# [Задание]
Процитируйте дословно все строки, приведённые ниже. Изображения в ответ не включайте.

# [Исходные строки]
------------------------------------

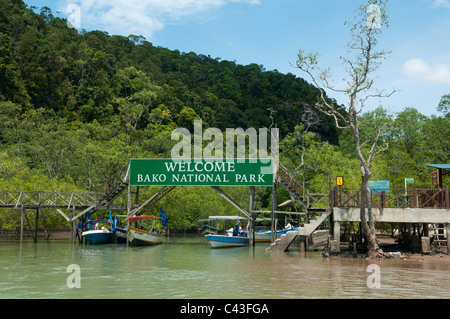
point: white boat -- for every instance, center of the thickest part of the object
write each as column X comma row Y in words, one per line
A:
column 99, row 236
column 223, row 241
column 139, row 236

------------------------------------

# [Ответ на задание]
point: white boat -- for every instance, center of the thickest part of the object
write each as column X comma row Y in words, one per line
A:
column 99, row 236
column 223, row 241
column 139, row 236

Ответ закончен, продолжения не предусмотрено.